_WHAT THE EXERCISE ASKS:_ Copy the material below word for word, leaving out the pictures.

+ + + +

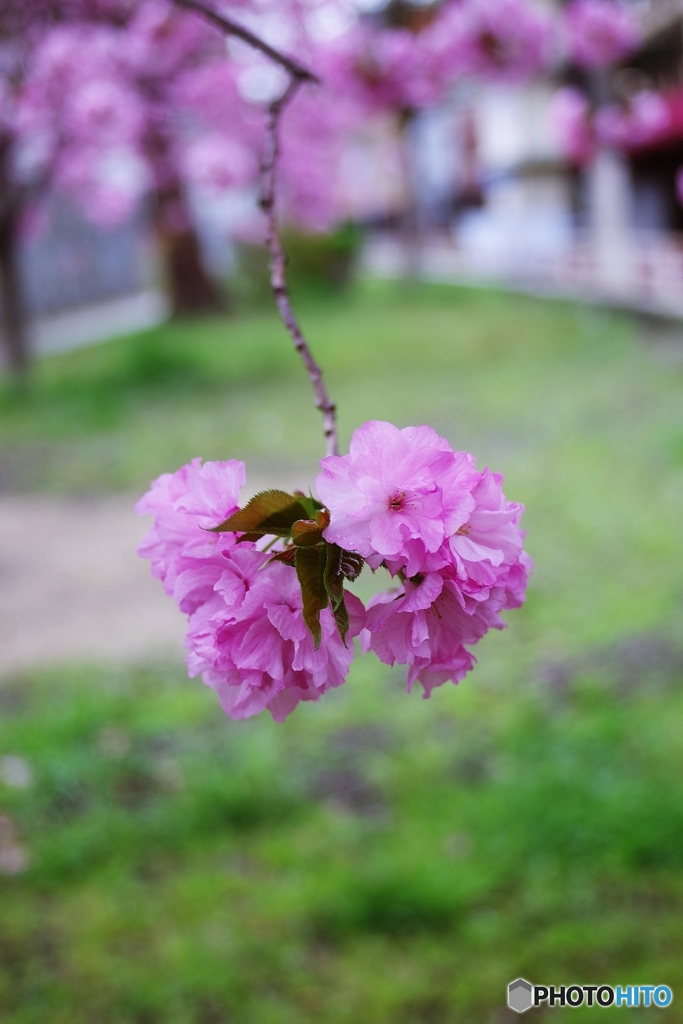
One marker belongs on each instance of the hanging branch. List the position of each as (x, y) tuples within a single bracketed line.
[(298, 75), (231, 28), (278, 262)]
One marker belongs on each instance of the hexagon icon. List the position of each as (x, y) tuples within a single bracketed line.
[(520, 995)]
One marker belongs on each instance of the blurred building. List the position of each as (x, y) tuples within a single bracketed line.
[(500, 201)]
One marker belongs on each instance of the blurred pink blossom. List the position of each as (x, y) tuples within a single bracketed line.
[(599, 32)]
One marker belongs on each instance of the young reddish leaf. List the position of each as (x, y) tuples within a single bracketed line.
[(306, 532), (270, 512), (341, 617), (310, 570), (351, 564), (334, 578)]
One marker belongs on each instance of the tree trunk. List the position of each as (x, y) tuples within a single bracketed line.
[(13, 313), (190, 288)]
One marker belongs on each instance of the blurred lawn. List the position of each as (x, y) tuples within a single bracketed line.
[(378, 859)]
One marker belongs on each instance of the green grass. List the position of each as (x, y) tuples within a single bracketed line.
[(378, 859)]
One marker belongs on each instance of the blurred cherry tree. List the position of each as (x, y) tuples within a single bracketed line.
[(128, 104)]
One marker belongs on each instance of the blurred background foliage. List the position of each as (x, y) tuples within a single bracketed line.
[(378, 859)]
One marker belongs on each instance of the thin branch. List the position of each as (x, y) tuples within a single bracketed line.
[(299, 75), (278, 262), (231, 28)]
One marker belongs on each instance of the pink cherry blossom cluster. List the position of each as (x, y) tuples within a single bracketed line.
[(246, 635), (400, 499), (646, 120), (599, 32), (399, 69), (403, 499)]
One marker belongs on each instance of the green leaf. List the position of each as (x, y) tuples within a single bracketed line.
[(334, 578), (306, 532), (270, 512), (351, 564), (341, 619), (310, 570), (311, 505)]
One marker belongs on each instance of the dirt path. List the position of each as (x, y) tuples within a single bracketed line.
[(73, 589)]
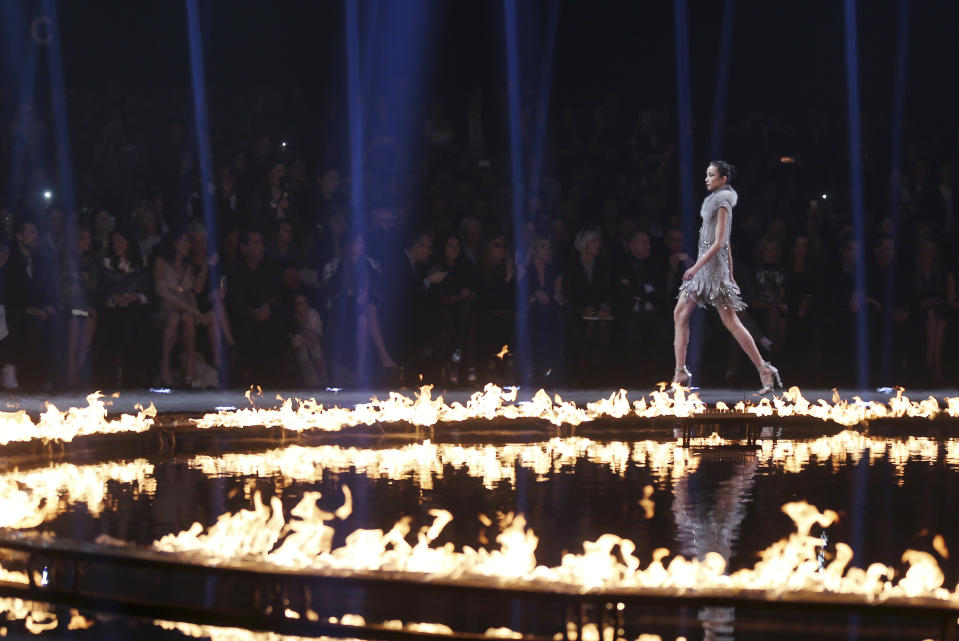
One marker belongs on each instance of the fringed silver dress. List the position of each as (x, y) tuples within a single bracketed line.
[(713, 284)]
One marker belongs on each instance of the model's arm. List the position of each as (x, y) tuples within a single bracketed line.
[(722, 215)]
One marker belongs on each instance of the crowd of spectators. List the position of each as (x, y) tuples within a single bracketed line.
[(295, 284)]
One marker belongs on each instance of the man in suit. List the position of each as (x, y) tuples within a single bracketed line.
[(417, 328), (32, 317)]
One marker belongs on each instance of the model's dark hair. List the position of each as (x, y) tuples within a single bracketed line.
[(725, 169)]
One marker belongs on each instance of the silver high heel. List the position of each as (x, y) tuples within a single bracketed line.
[(769, 376)]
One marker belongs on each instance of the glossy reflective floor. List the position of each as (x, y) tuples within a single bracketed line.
[(720, 494)]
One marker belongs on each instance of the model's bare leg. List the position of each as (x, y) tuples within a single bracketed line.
[(682, 311), (735, 326)]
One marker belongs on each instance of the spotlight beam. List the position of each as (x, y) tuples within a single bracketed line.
[(61, 124), (898, 110), (684, 123), (516, 170), (722, 79), (202, 128), (545, 90), (856, 187)]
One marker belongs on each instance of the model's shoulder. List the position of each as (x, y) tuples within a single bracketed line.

+ + + +

_FULL OUTPUT:_
One marker belongs on each instance of the hanging branch. List the position of each as (x, y) tuples within a single bracketed line.
[(298, 75), (231, 28), (278, 262)]
One marker belongs on each instance of the hexagon icon. List the position of each as (x, y) tuples within a single bracketed line.
[(520, 995)]
One marker belongs on each instance of the blurred building. List the position of each as (x, y) tuples within a single bracketed line.
[(500, 201)]
One marker belongs on each instance of the blurred pink blossom. List the position of each as (x, y) tuples within a single bracketed line.
[(599, 32)]
One marker belongs on each instance of the young reddish leaf. List the position of each as (x, y) tuples within a single bracketed line.
[(306, 532), (270, 512), (341, 617), (310, 570), (351, 564), (334, 578)]
One marker belongs on each instance of the tree trunk. List the position of each as (x, y) tuples within a single bracketed line.
[(13, 313), (190, 288)]
One marker belongs on each instance of the blurred lawn. List the position of each as (x, y) tuples within a single bracketed line.
[(378, 859)]
One marker belongs on each instance of the green grass. List the position of each as (x, y) tuples within a single bracketed line.
[(378, 859)]
One marker belongs on each instance of the blurred cherry tree. List the position of each as (x, y) tuples within a single bracketed line.
[(128, 104)]
One marker belongs on each instance of the blurred background foliage. List the position of each as (x, y) tuples within a single bracketed line.
[(378, 859)]
One marker belongs on each instance of the thin branch. List the position of each as (x, y) tuples within a single bracketed line.
[(299, 75), (278, 262), (231, 28)]
One marker belongs on each instance of the pink cherry blossom cluster. List the position of each as (x, y) tuples within a single bracketed line.
[(246, 635), (400, 499), (646, 120), (599, 32), (399, 69), (403, 499)]
One marker belongs on each instance of the green leaf. List the position of each as (x, y) tuples within a single bracketed line.
[(334, 578), (306, 532), (270, 512), (351, 564), (341, 619), (310, 570), (311, 505)]
One marker belongs on each instance of the dirt path. List the position of each as (x, y) tuples within a single bracketed line.
[(73, 589)]
One marker belongs on each instance of the fringed silver dress. List the position of each as (x, y) tuples within a single bracketed line.
[(713, 284)]
One marker belongs on each instance of the model's arm. List the position of each as (x, y) tuples within a single bracketed line.
[(722, 215)]
One marker belongs on each instance of the crowd of spectators. List the position of each as (x, y) tuples within a single bracketed line.
[(295, 284)]
One marker belongs on each instance of the man in suit. List the position of each as (x, y) tuples within a single bracketed line.
[(417, 328), (32, 317)]
One marker belongs on each instance of the model's dark hair. List the position of each as (x, y) tuples within a single bracketed line.
[(725, 169)]
One marker belongs on each instance of the silver high heel. List the position of each as (x, y) tuples within a single bracketed line.
[(769, 376)]
One marker belongs on each instance of the glossy reflective floor. List the position of each as (x, y) tuples within a single bracketed line.
[(720, 494)]
One marker belongs on each instance of the model's bare leg. List the position of each as (x, y) tuples within a single bracketed line.
[(682, 311), (735, 326)]
One marker belongs on each instance of the spotlight beam. List the position of each as (x, y) tuples within a single bracketed line.
[(61, 124), (898, 110), (684, 123), (516, 170), (722, 79), (202, 128), (545, 90), (856, 187)]
One marker belongs on each instance of the model's shoulder. List the position of each as (x, y) tuples within a single bracketed line.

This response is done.